§ EXCERPT TO READ
#####

Since the announcement of the UK Government’s Mini Budget on 23 September, the UK market and economy has been plunged into daily doses of volatility.
Within hours of Chancellor Kwasi Kwarteng's delivery of the fiscal event, sterling crashed almost to parity with the US dollar and has remained weak since.
Justin White, manager of T. Rowe Price US All-Cap Opportunities Equity fund, told Investment Week that a London black cab driver had recently accepted US dollars as payment, calling it "God's currency" amid the uncertainty.
Gilt yields hit decade highs in the following days, landing at 5.2% yesterday (12 October) after the Bank of England confirmed it would end its emergency bond buying programme this week, leaving pension funds days to shore up their liquidity.
UK has made transition to higher rates world 'as difficult as possible'
The central bank intervened in the wake of the Mini Budget in a bid to stabilise the stock market and prevent liability-driven investment (LDI) funds going bust, pledging to buy up to £5bn in bonds a day and even extending this to £10bn at the start of this week.
Ben Conway, director and head of fund management at Hawksmoor, said that the repricing seen in fixed income is "literally unprecedented", calling it the "fastest repricing of real yields in history".
Susannah Streeter, senior investment and market analyst at Hargreaves Lansdown, said the central bank "needs to maintain the credibility of independence and not be seen as bailing out the government for reckless policies", but nor can it "stand by" if the bond market heads into a fresh crisis.
She added: "The chances are rising that it will eventually have to dip in again with an urgent intervention unless the government navigates into a fresh U-turn on tax cuts."
Since then, major financial institutions including the International Monetary Fund, Bank of England, S&P and Fitch Ratings have all painted a negative picture of the UK.
Treasury Committee grills BoE on bond-buying expansion
The economic and financial reaction since the Mini Budget was announced is striking, but managers have questioned how much of this downturn was solely caused by the budget itself.
Niall O'Connor, manager of Brooks Macdonald's SVS Defensive Capital fund, said the Mini Budget had arrived when "bank yields had already gone up", with the Bank of England at the time committing to quantitative tightening to try and manage inflation while the Federal Reserve was standing by its hawkish rhetoric.
He described the Mini Budget as the "straw the broke the camel's back" in the world of rising rates.
"Is Kwasi [Kwarteng] really what caused Exxon Mobil to sell off by 6%?" O'Connor asked.
"I do not think it is right to say that he blew up the entire world economy. That seems a bit far-fetched."

#####

§ YOUR TASKS
1. Update a passage of the article on the Mini Budget fallout: write out the part that opens with the words containing "UK has made" and closes with "of this week.", substituting "steady" for "stabilise".
2. According to the article on the Mini Budget fallout, why did Niall O'Connor doubt that the budget alone caused the downturn?

Dataset entries
#####

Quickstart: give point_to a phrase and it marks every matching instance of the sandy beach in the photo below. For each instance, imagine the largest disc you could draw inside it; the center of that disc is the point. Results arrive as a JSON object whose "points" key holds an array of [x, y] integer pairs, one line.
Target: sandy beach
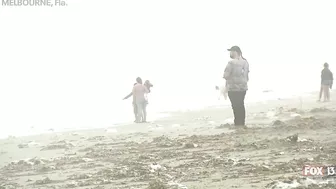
{"points": [[195, 149]]}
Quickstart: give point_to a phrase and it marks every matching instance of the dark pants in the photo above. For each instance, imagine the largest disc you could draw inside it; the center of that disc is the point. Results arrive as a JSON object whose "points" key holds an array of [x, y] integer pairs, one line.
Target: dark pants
{"points": [[237, 102]]}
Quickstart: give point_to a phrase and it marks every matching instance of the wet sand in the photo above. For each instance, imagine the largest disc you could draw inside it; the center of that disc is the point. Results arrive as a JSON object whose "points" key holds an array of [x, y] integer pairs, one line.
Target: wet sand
{"points": [[196, 149]]}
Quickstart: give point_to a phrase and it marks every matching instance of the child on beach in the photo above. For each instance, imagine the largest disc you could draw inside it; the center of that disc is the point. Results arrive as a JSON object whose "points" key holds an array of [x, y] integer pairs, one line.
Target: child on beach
{"points": [[326, 83]]}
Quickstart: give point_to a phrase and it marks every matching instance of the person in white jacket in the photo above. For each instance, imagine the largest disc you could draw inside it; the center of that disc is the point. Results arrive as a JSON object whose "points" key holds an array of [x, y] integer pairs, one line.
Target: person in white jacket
{"points": [[222, 91]]}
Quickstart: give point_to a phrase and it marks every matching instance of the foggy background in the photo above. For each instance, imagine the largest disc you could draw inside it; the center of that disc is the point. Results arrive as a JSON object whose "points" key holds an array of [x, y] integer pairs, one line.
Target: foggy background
{"points": [[71, 66]]}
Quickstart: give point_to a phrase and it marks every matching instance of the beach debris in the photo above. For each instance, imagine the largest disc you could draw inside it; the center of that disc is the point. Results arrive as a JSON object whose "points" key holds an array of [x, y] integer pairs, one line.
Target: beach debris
{"points": [[211, 122], [75, 134], [28, 144], [156, 127], [293, 138], [284, 185], [278, 123], [271, 114], [78, 176], [87, 159], [164, 141], [70, 153], [295, 115], [226, 125], [58, 145], [203, 118], [46, 180], [190, 145], [304, 140], [319, 110], [177, 185], [157, 184], [176, 125], [111, 130], [96, 138], [154, 167], [280, 153]]}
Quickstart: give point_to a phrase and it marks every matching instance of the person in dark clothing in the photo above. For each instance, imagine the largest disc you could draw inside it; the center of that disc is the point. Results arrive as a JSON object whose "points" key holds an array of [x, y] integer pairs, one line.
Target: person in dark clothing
{"points": [[237, 75], [326, 83]]}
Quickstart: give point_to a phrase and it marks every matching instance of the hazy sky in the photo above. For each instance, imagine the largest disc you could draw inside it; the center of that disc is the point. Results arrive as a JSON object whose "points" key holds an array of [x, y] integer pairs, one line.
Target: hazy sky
{"points": [[65, 64]]}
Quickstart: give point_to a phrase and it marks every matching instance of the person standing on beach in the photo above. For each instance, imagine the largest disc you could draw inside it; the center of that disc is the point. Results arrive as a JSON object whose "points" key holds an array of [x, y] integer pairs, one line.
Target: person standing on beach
{"points": [[236, 75], [326, 83], [139, 91], [148, 85], [135, 109]]}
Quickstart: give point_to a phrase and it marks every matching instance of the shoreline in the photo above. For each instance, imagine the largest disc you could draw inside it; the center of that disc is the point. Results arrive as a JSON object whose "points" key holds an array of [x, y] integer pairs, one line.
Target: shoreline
{"points": [[167, 115], [200, 144]]}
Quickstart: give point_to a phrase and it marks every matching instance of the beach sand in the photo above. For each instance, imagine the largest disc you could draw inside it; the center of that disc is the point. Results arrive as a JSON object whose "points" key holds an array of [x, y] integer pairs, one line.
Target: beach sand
{"points": [[195, 149]]}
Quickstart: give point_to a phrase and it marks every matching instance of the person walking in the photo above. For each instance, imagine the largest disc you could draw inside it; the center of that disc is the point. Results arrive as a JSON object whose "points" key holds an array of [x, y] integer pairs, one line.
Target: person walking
{"points": [[326, 83], [139, 91], [236, 74], [148, 85]]}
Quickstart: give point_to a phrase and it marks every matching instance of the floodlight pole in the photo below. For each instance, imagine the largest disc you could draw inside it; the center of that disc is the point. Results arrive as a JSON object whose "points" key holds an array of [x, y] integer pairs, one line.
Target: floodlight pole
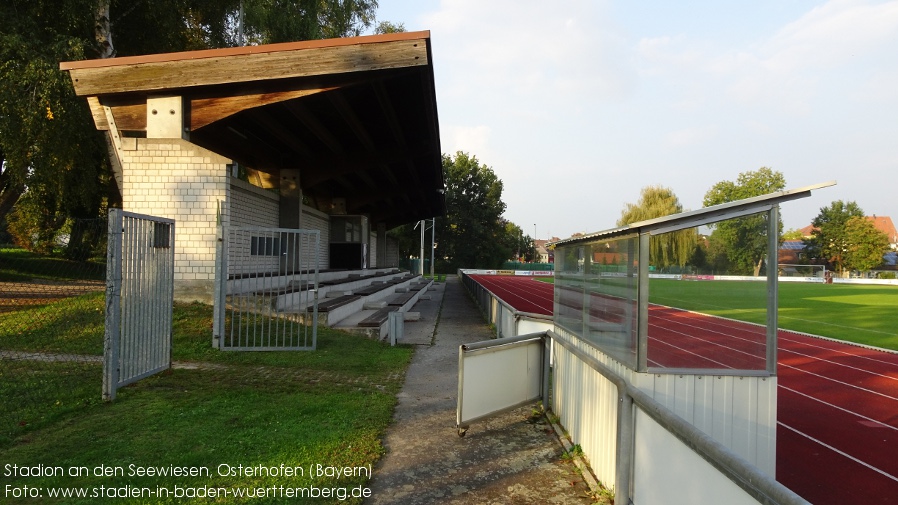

#####

§ RESPONSES BY TASK
1.
UK has made transition to higher rates world 'as difficult as possible'
The central bank intervened in the wake of the Mini Budget in a bid to steady the stock market and prevent liability-driven investment (LDI) funds going bust, pledging to buy up to £5bn in bonds a day and even extending this to £10bn at the start of this week.

2. He said the Mini Budget arrived when bank yields had already gone up, with the Bank of England committing to quantitative tightening to manage inflation and the Federal Reserve standing by its hawkish rhetoric. He therefore saw the budget as the "straw the broke the camel's back" in a world of rising rates, not the sole cause.